This, for me, usually involves making soup, the beauties of which are manifold.

Firstly, soup makes fantastic lunch food, and if you cook and portion it out on Sunday, you can have lunches ready made in your freezer for the rest of the week.

Secondly, soups are time consuming but low maintenance. You do need to be around (ish) for an hour or so to keep an eye on the stove, but you are free to engage in other busy-nesses that make Sundays so lovely (painting BOTH finger and toenails. Cleaning the shower while listening to Prince. Re reading Truman Capote. Trialing new eyeliner techniques in front of your freshly cleaned bathroom mirror – I finally got the knack of lining the inner rim. Subtle, yet effective. It’s my new favourite trick).

Stored data entries:
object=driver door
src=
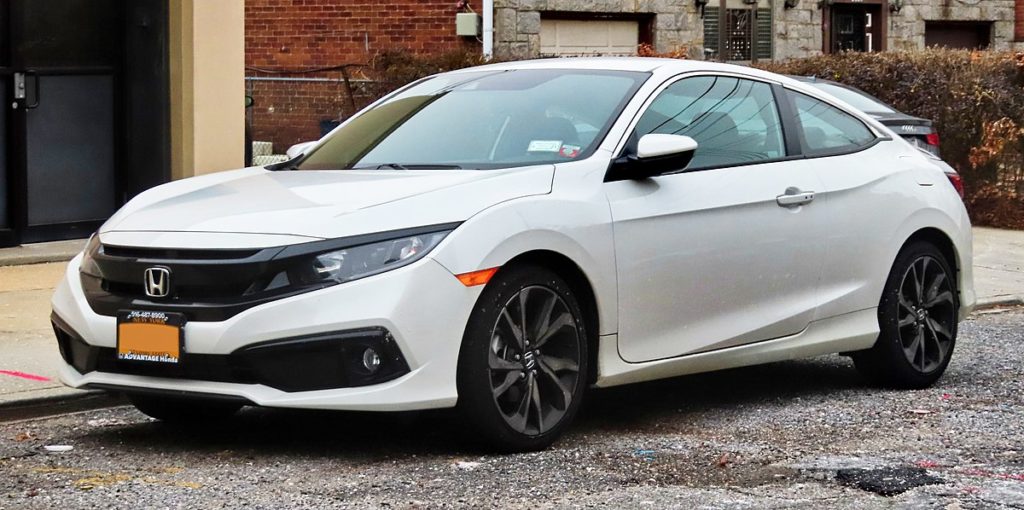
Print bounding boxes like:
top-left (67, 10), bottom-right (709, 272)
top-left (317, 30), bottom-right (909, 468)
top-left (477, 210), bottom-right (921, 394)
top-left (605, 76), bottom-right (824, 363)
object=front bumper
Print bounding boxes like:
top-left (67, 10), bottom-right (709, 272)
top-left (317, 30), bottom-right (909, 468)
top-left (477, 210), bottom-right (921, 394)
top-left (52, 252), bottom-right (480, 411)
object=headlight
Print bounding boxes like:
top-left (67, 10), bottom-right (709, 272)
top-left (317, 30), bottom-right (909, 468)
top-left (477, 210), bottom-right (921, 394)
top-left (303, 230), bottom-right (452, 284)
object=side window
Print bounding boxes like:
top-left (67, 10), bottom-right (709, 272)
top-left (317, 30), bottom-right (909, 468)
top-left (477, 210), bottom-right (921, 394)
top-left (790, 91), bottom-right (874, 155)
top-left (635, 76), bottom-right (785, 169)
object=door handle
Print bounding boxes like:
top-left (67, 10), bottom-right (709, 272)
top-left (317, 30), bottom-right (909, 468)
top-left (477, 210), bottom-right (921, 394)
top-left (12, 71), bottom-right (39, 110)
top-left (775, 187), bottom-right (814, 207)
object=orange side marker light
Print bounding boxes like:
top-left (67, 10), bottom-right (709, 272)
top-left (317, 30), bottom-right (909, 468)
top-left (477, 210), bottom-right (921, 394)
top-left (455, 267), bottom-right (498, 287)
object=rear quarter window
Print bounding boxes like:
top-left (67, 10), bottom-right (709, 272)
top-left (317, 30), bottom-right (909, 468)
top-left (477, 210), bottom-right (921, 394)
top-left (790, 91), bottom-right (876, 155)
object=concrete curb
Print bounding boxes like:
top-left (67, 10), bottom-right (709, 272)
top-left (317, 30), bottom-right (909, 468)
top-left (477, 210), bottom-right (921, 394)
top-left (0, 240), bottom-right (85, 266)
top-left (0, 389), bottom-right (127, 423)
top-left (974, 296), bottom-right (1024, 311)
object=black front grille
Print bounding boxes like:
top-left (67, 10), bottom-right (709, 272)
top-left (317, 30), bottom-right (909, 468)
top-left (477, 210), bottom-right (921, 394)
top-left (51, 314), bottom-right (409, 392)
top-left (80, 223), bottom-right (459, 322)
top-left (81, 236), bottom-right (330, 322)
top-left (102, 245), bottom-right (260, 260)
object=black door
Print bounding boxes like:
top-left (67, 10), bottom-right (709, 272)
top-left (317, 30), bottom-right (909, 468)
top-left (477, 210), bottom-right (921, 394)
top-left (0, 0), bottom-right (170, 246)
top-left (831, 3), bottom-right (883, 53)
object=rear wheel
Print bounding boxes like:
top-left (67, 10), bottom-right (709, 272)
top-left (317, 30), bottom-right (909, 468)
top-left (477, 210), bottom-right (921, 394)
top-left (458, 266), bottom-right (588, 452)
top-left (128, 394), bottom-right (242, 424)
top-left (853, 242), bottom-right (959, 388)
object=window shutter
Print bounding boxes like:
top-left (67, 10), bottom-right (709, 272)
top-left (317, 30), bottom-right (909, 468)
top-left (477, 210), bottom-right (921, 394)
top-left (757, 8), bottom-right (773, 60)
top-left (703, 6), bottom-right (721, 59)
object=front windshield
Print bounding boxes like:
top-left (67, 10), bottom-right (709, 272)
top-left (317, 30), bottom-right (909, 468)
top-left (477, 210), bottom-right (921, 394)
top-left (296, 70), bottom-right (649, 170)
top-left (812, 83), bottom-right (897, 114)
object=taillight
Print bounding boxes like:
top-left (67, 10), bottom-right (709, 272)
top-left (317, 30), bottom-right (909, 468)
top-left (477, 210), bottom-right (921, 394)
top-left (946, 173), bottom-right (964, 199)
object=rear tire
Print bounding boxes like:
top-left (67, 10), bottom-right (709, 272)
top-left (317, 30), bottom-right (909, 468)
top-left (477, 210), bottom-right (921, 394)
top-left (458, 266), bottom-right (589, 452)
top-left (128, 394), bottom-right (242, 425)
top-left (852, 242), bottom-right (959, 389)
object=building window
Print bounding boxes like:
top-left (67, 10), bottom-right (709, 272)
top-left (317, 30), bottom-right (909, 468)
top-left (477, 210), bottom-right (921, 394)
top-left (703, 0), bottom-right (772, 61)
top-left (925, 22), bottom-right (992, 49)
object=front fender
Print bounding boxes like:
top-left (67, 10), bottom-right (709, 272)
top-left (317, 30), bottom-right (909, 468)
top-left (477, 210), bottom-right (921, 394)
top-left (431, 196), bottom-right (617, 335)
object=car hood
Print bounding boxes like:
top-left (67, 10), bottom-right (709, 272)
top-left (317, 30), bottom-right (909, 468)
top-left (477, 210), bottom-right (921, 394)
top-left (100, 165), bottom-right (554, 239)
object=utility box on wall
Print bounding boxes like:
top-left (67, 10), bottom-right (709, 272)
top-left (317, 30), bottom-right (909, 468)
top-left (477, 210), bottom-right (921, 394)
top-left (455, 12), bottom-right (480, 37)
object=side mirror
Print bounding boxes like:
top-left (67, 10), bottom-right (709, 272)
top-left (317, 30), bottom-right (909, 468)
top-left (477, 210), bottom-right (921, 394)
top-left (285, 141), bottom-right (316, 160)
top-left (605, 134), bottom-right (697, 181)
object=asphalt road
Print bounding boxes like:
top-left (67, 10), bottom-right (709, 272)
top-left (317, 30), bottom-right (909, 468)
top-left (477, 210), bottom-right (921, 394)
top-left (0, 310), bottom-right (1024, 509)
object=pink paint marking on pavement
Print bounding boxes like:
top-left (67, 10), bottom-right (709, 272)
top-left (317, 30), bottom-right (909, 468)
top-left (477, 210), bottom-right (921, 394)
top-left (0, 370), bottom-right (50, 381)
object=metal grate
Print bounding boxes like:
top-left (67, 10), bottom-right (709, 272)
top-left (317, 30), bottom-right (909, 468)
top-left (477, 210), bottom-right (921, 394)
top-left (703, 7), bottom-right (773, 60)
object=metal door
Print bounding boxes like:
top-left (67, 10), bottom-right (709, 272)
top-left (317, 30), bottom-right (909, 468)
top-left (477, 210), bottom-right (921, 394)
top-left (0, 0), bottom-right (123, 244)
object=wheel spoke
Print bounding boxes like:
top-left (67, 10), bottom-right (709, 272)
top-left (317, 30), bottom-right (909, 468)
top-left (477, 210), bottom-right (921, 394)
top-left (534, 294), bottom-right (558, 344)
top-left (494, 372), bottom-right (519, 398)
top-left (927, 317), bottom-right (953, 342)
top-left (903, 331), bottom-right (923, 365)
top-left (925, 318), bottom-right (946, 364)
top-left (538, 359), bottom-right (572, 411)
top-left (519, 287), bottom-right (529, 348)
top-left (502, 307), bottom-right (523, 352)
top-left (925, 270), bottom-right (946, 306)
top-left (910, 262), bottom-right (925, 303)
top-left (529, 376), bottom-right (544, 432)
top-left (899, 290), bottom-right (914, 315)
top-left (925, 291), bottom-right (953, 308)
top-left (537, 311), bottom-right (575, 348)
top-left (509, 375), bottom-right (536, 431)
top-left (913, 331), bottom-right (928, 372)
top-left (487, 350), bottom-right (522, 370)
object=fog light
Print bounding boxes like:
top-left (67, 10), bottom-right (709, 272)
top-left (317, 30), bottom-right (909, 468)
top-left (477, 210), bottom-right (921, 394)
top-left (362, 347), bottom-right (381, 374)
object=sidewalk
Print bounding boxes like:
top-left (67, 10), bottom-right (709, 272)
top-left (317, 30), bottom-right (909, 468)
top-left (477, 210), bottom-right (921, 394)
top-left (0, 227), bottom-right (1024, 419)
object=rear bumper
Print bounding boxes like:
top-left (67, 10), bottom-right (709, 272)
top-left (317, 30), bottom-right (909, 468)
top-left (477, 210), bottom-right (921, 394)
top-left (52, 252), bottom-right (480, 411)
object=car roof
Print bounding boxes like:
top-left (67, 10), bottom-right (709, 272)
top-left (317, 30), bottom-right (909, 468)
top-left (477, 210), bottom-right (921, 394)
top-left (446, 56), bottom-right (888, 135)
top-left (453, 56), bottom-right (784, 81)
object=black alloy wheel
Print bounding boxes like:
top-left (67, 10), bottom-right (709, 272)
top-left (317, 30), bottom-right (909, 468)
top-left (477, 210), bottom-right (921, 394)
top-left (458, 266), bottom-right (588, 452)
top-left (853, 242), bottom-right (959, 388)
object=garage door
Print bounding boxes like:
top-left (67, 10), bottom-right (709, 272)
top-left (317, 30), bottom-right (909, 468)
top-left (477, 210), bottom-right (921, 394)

Activity 1: In the soup passage, what eyeliner technique did the writer finally get the knack of?
Activity 2: Using the soup passage, explain why making soup leaves the writer free for other Sunday activities.
Activity 3: Write the next part of the soup passage, picking up after its final sentence.

Response box 1: Lining the inner rim.

Response box 2: Soups are time consuming but low maintenance. The cook needs to be around for an hour or so to keep an eye on the stove, but is otherwise free to do other things.

Response box 3:
Thirdly, and finally, your neighbours are more likely to be home on Sunday, all the better to tease with the tantalising smells coming from your apartment. No, I’m not mean, but it is sometimes satisfying to know that that delicious garlic-onion-spices smell the whole neighbourhood is salivating over is all for me.

Bwahaha.

Today, I made South Beach Black Bean soup, adapted from Nigella Lawson’s How To Eat. I made this soup last year for Kitty Gillfeather and I to share one night, and, whilst it was Okay, it was not Omazing.

Never one to be defeated by a recipe, and with complete faith in the kitchen gospel according to Nigella, I attempted it again, this time with a couple of modifications.
I’m pleased to report that my faith in Nigella’s inherent rightness was rewarded, after a couple of hours of simmering, by a dark, deeply spiced, lime-spiky soup. The best kind.

Given its Cuban heritage, I feel it’s only appropriate that you eat a bowl of this with something rum-based to drink: a Cuba Libre, perhaps, or, if you’re a little out-of-left-field, like me, sarsaparilla and Bacardi over ice with a squeeze of lime.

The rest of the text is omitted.